-- START Exercise material --
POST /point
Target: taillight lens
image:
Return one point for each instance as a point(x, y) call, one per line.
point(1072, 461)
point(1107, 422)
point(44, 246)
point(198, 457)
-- END Exercise material --
Work to complete: Reproduce every line of the records above, requests included. Multiply each x and y coordinate in the answers by 1.15 and round to the nearest whole number, with halves rounded up.

Exercise answer:
POST /point
Target: taillight lens
image:
Return one point for each instance as a point(x, y) call, one per line.
point(1233, 530)
point(1273, 485)
point(51, 283)
point(228, 526)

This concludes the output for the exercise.